How to complete this task: The whole set of entries is to be restated word for word.

■ ■ ■ ■ ■ ■ ■

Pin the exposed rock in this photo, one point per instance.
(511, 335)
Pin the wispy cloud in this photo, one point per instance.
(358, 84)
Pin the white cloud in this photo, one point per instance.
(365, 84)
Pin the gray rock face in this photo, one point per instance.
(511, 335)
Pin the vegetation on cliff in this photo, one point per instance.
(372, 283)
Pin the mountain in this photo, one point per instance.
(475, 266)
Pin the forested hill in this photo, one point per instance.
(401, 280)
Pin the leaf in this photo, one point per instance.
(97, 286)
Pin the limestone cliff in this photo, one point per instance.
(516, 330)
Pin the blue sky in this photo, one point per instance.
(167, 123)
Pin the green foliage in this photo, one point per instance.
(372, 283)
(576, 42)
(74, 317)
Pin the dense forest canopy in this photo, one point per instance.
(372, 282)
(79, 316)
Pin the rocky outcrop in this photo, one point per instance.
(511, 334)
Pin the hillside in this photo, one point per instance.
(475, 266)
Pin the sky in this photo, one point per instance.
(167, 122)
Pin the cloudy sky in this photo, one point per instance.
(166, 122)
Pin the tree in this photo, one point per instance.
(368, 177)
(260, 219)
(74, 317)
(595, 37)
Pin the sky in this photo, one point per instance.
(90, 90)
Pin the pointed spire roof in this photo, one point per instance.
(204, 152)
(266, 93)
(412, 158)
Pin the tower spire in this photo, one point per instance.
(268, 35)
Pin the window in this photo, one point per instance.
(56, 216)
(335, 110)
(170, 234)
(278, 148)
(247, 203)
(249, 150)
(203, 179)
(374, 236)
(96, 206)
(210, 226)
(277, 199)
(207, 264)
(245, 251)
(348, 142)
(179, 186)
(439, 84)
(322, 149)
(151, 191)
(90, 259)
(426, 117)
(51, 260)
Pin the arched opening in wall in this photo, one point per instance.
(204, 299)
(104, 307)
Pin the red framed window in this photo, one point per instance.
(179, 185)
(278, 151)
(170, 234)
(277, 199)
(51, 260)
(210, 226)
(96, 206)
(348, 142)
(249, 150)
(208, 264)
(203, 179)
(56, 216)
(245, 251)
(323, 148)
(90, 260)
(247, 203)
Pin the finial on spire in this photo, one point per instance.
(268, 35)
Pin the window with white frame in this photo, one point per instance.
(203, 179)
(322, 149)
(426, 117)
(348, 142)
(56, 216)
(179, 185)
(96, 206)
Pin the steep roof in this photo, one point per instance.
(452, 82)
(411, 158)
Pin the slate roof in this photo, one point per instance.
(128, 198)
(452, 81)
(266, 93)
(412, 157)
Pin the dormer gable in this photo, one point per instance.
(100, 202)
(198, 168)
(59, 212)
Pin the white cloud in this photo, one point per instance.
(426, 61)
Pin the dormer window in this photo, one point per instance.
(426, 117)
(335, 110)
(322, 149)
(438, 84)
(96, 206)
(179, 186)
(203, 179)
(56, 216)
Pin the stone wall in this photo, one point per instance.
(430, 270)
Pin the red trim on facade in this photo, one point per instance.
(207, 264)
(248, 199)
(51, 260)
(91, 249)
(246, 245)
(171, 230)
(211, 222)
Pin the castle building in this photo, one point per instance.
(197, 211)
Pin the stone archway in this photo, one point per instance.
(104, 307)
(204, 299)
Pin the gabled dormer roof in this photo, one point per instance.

■ ■ ■ ■ ■ ■ ■

Answer box:
Pin the exposed rock in this photo, one point per instance.
(511, 335)
Pin the wispy cloud in this photo, one point per instance.
(358, 84)
Pin the white cloud in this photo, one point per instance.
(365, 84)
Pin the gray rock face in this photo, one point per instance.
(511, 335)
Pin the vegetation on cliff in this photo, one point per instance.
(372, 283)
Pin the mountain in this photo, one point per instance.
(475, 266)
Pin the forested hill in this photo, one point per instance.
(401, 280)
Pin the leaf in this photo, one point per instance.
(97, 286)
Pin the limestone cliff in this photo, one point per instance.
(516, 330)
Pin the blue sky in this photo, one point per instance.
(167, 123)
Pin the green foliage in this photo, one point per instance.
(372, 283)
(576, 42)
(74, 317)
Pin the dense forest canopy in this photo, one point per instance.
(372, 282)
(79, 316)
Pin the rocky outcrop in this photo, one point per instance.
(511, 334)
Pin the hillside in this photo, one point per instance.
(475, 266)
Pin the sky in this photo, one point per instance.
(167, 122)
Pin the cloudy sky in this photo, one point per instance.
(166, 122)
Pin the tree in this photo, one point per instance.
(368, 177)
(260, 219)
(74, 317)
(595, 37)
Pin the sky in this photo, one point per instance.
(90, 90)
Pin the pointed spire roof in this photo, one point per instance.
(204, 152)
(266, 93)
(412, 158)
Pin the tower spire in this photo, one point per instance.
(268, 35)
Pin the window in this photo, one point per instance.
(56, 216)
(335, 110)
(170, 234)
(278, 148)
(247, 203)
(249, 150)
(203, 179)
(374, 236)
(96, 206)
(210, 226)
(277, 199)
(207, 264)
(245, 251)
(348, 142)
(179, 186)
(439, 84)
(322, 149)
(151, 191)
(90, 259)
(426, 117)
(51, 260)
Pin the arched opening in wall in this photo, one point per instance.
(204, 299)
(104, 307)
Pin the red framed window in this photo, one point per instance.
(179, 185)
(278, 151)
(170, 234)
(277, 199)
(51, 260)
(210, 226)
(96, 206)
(348, 142)
(249, 150)
(208, 264)
(203, 179)
(56, 216)
(245, 251)
(323, 148)
(90, 260)
(247, 203)
Pin the finial on spire in this photo, one point per instance.
(268, 35)
Pin the window with white frame in this photo, one point per instance.
(203, 179)
(322, 149)
(426, 117)
(348, 142)
(56, 216)
(179, 185)
(96, 206)
Pin the steep roof in this photo, one point per instance.
(452, 82)
(411, 158)
Pin the slate roof in this photo, one point per instance.
(128, 198)
(452, 81)
(266, 93)
(412, 157)
Pin the dormer gable in this photo, one point per instance.
(100, 202)
(198, 168)
(59, 212)
Pin the white cloud in this photo, one point per instance.
(426, 61)
Pin the dormer window in this photo, one point per instance.
(426, 117)
(335, 110)
(322, 149)
(438, 84)
(96, 206)
(179, 186)
(203, 179)
(56, 216)
Pin the stone wall in this photo, one point per instance.
(430, 270)
Pin the red trim on facade in this photo, one point per instance.
(207, 264)
(248, 199)
(51, 260)
(91, 249)
(246, 245)
(171, 230)
(211, 222)
Pin the castle building in this photo, one point per instance.
(197, 211)
Pin the stone archway in this photo, one point per instance.
(104, 307)
(204, 299)
Pin the gabled dormer roof in this photo, one point per instance.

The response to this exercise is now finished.